**EXCERPTED TEXT:**

'''

It must be noted that one of the biggest overnight ferries two decades ago and which dominated the Visayas-Mindanao waters for nearly a decade, the Cebu Ferries Corporation (CFC), a subsidiary of WG&A and successor Aboitiz Transport System (ATS) did not lose a single ship ever until it they left Cebu for Batangas and became the “Batangas Ferries” and even there their perfect streak continued. Maybe some of their people need to be recruited by other companies or sent there by MARINA to share the experience. They can lecture on the topic, “On How Not To Sink”. Maybe it is not just with the choice of name that they were safe? Or was it in the livery? The only problem it seems is they did not send their Captains to their liners like the St. Thomas Aquinas who made a dumb mistake trying to test the hardness of the ice-classed bow of the Sulpicio Express Siete.

In the Cebu-based regional shipping companies which are operators of overnight ferries it is probably Lite Ferries who is the Valedictorian having lost no ships even though their fleet is already big. Maybe that will come as a surprise to many but whatever they deserve a big round of applause. Another company whose Captains might need to be recruited by other shipping companies or pry open their secret if there is any. Are they better readers of SOLAS? One thing I am sure though is its owner does not belong to the same fraternity as one former Batangas shipping company owner who threatens mayhem if his ship sinks.

There are other overnight ferry companies in Cebu that could have shared First Honors with Lite Ferries but in a tie-breaker Lite Ferries wins because they have the most ships and not by a small margin at that. Others with perfect records are the defunct Palacio Lines (well, some might argue that that is a Samar shipping company but I digress). Now I can’t understand why an overnight ferry company with a perfect safety record will go under as a company. Seems something is not right. Aside from Palacio Lines there are a lot of there Cebu-based overnight ferry companies that have perfect safety records in terms of having no ship losses. Some of these are still extant and sailing and some have already quit the business (it’s a waste, isn’t it, for them to just go away like that).

'''

**EXERCISE OBJECTIVE:** Continue the piece on the safety records of Cebu ferry companies, picking up right after its last sentence.

**DATA RECORDS:**
'''

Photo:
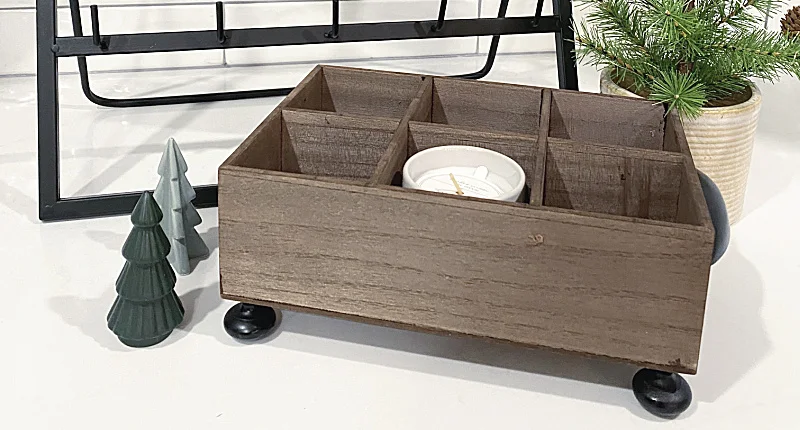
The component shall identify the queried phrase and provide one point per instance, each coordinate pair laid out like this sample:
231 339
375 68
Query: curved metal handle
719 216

'''
'''

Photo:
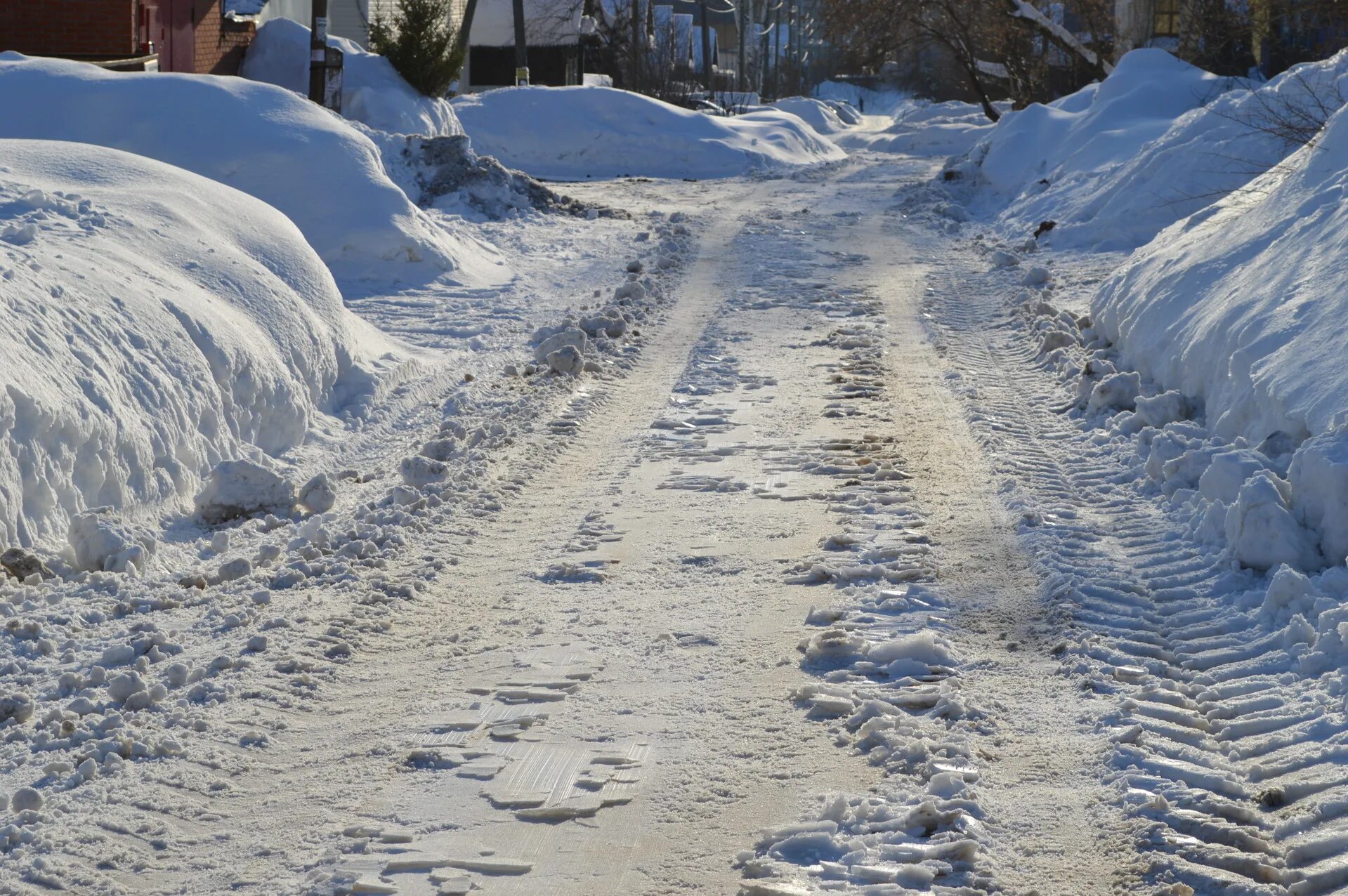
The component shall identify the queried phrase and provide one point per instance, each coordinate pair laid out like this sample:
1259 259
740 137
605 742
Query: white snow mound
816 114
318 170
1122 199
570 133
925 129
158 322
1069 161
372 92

'''

**TASK ANSWER:**
Among these is the legendary Gabisan Shipping Lines, VG Shipping, Kinswell Shipping, Roly Shipping, Jadestar Shipping, South Pacific Transport and many other smaller shipping lines with just one or two ships (most of these are already gone now but still their perfect records remain). I just don’t know why they can’t catch a break from MARINA as in they are not given special citations and handed more privileges in sailing because after all they have proven they know their stuff in shipping. But no, when MARINA goes headhunting in safety they are lambasted in the same vein as those which had sunk ships as if they are just as guilty. Actually, to set the record straight about half of the overnight ferry companies in the whole Philippines never had any ship losses. This is true even in Zamboanga where Magnolia Shipping Lines, Ever Lines and a lot of other operators with just one or two steel-hulled ferries have perfect safety records. Now, can’t MARINA even for once credit them properly and publish their names because the way I feel at times with media reports and with MARINA statements it is as if all our shipping companies already had sunk ships which is simply not the case. In the liner sector that is true but in the overnight ferry and short-distance sector, combined, most shipping companies never had any ship losses. Don’t they deserve credit and more respect and recognition? But no, they are sunk not beneath the waves but in obscurity and that is one of the purpose of this article, to set the record straight.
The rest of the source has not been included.